### Extrait du texte
————————
Un message d’un artiste aborigène qui trouve un écho en Palestine

Joharah Baker The Electronic Intifada Jérusalem 21 Octobre 2016

3-2

 

La tente-ambassade aborigène de Richard Bell. (Aline Khoury)

 

« Survivre est un instinct très fort ».

Ces mots ont une résonnance en Palestine, même lorsqu’ils sont exprimés dans une autre langue par un homme qui se consacre à une lutte différente et vit aux antipodes.

Beaucoup de ce qu’avait à dire Richard Bell, l’artiste aborigène australien, le 14 octobre à Jérusalem, aurait certes pu être prononcé par tout Palestinien de la ville, de Gaza ou de la diaspora.

Et quant à montrer qu’il y a un langage commun parmi les opprimés           de ce monde, Qalandiya International, la biennale d’art contemporain qui a pour tire cette année Cette mer est mienne, a été un succès.

Reste à savoir combien de Palestiniens étaient là pour profiter de cette sagesse.
————————
### Consigne A
Dans l'article sur Richard Bell, quel est le titre de la biennale Qalandiya International cette année ?
### Consigne B
Poursuivez l'article sur Richard Bell en reprenant juste après sa dernière phrase.

### Données fournies
————————
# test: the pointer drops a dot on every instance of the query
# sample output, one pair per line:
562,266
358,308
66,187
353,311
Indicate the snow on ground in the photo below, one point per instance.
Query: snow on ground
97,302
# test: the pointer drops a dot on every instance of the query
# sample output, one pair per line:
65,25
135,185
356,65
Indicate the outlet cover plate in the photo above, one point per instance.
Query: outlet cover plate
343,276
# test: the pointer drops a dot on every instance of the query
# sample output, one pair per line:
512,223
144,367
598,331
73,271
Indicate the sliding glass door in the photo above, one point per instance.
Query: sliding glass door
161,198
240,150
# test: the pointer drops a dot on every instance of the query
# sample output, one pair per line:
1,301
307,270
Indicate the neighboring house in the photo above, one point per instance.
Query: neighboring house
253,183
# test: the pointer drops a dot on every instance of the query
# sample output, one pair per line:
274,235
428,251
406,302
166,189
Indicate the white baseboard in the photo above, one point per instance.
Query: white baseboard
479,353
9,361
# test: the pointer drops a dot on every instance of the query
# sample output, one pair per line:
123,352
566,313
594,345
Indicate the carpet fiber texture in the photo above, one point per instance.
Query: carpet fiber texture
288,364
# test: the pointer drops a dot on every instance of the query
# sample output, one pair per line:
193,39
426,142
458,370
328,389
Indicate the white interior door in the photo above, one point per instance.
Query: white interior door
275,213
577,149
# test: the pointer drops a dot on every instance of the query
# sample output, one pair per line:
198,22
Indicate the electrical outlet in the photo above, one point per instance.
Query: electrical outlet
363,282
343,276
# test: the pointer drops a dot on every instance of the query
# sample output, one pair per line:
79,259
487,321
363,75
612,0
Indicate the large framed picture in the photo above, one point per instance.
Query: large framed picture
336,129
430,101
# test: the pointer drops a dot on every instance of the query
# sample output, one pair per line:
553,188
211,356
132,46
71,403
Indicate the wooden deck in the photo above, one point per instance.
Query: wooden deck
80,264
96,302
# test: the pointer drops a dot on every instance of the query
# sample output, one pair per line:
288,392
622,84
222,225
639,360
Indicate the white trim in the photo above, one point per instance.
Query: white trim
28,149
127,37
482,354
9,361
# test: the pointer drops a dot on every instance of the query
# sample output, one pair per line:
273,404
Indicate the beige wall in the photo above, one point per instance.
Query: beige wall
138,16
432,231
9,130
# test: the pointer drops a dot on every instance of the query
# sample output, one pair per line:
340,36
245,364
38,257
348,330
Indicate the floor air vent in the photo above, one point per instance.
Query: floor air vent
————————
### Réponse A
Cette mer est mienne.

### Réponse B
Bell a pris la parole lors d’une soirée à Jérusalem sur « l’art et le dialogue », où sa Tente- Ambassade aborigène – un hommage à la Tente Ambassade érigée devant le parlement australien quelque 40 ans plus tôt – figurait au stand n°8 de Qalandiya International à Jérusalem nommé Avant et Après les Origines.

Assis à l’intérieur de cette simple tente, dont les côtés avaient été relevés pour laisser la possibilité aux visiteurs de voir dedans et qui était signalée par une affiche en arabe, Bell, d’apparence impressionnante, parlait avec passion sur comment son peuple avait été opprimé, déplacé, déraciné, appauvri et aliéné dans sa propre patrie.

« Les forces coloniales ont créé des divisions chaque fois qu’elles le pouvaient et partout où elles le pouvaient » a dit Bell sur le toit de la Fondation Al-Ma’mal pour l’art contemporain dans la vieille ville de Jérusalem où sa tente avait été montée. « Nous devons trouver tous les moyens possibles pour que nos messages circulent ».

« Le retour au pays » est le fil rouge de Qalandia International cette année. À travers pays et frontières, les événements de la biennale – depuis les expositions de photos et les performances individuelles jusqu’aux projections de films et aux présentations orales comme celle de Bell – se tiennent dans toute la Palestine historique, les Hauteurs du Golan occupé, Amman, Londres et Beyrouth, et cela jusqu’à la fin octobre.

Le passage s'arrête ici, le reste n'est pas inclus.